The expected output is a copy of every line in the records with the string "tree".
╭─ Records for this exercise
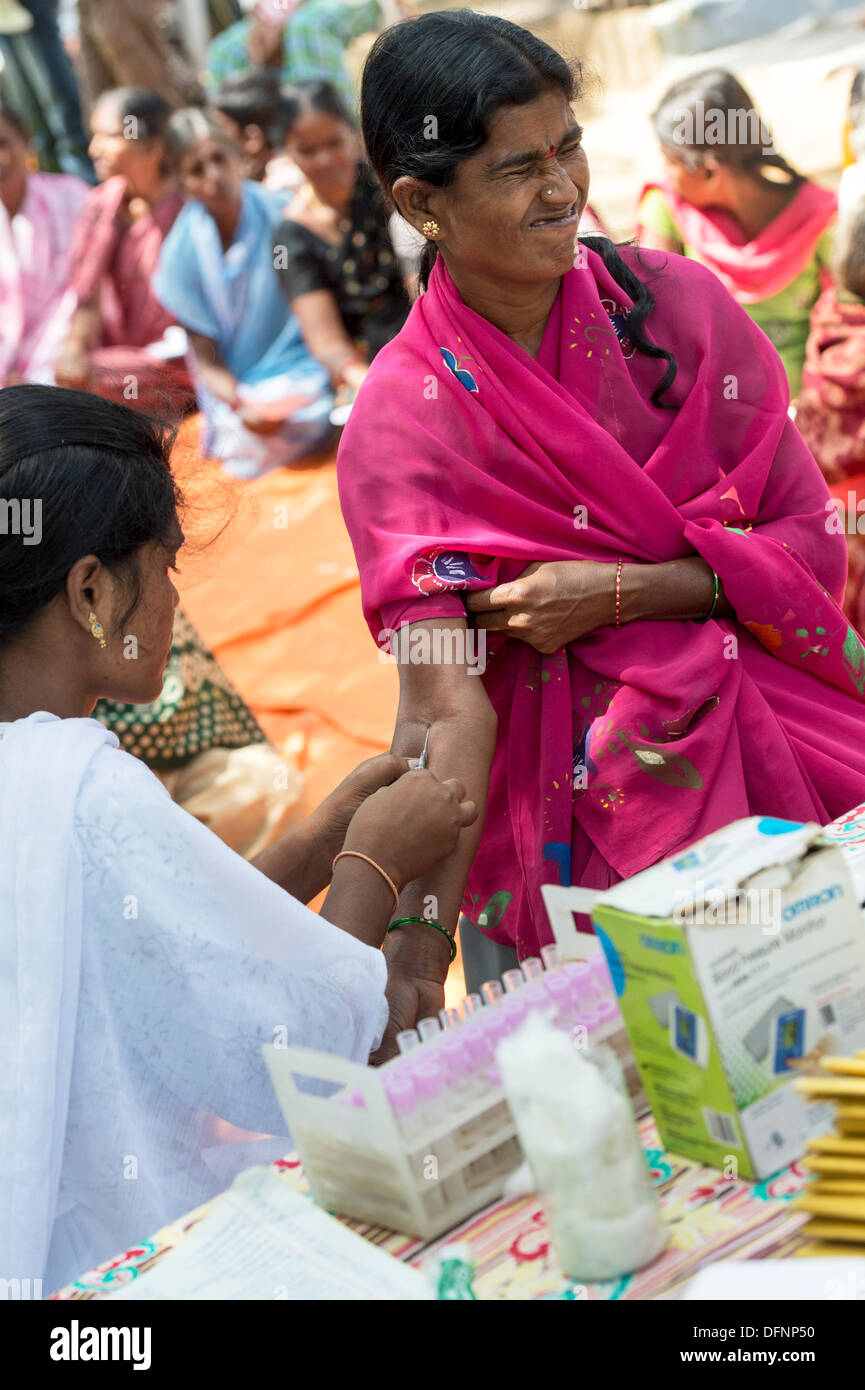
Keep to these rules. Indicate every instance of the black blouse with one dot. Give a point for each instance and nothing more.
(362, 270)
╰─
╭─ Records for this exercise
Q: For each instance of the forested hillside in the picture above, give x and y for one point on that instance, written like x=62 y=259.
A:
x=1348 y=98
╰─
╭─ Records for this exercise
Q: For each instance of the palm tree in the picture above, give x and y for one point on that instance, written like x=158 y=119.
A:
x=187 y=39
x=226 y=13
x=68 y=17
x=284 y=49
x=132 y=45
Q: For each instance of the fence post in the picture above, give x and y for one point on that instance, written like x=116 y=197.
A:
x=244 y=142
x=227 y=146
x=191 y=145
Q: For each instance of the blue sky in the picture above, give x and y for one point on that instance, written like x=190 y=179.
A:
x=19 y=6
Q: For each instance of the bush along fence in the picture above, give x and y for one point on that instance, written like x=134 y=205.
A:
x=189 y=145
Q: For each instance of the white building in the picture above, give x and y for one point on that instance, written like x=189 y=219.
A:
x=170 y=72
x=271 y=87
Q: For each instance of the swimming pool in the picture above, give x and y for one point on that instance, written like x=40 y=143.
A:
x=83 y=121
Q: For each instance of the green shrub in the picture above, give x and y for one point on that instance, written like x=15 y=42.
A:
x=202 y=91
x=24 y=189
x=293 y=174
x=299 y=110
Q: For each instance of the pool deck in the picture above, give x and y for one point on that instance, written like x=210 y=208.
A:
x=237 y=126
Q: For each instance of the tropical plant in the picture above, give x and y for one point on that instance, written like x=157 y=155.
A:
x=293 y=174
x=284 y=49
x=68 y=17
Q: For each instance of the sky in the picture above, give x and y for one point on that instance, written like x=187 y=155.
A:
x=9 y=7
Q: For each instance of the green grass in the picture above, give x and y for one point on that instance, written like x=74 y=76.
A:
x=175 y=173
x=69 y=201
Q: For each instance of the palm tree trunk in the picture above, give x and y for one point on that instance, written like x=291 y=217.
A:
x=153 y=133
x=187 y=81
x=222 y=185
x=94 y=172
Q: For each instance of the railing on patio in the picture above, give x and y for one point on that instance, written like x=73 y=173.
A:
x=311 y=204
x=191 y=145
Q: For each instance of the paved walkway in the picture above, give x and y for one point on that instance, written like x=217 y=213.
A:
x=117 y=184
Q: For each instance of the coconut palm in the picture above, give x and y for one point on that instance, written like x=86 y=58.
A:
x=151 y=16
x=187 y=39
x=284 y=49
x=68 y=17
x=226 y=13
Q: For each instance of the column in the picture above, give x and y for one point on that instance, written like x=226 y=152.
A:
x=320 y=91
╰─
_Answer space_:
Q: For each instance of the palm tree in the picture above, give x and y for one point on that instance, written like x=158 y=119.
Q: For each instance of the palm tree trunk in the picture above, give x and y for one point on that instance, written like x=291 y=217.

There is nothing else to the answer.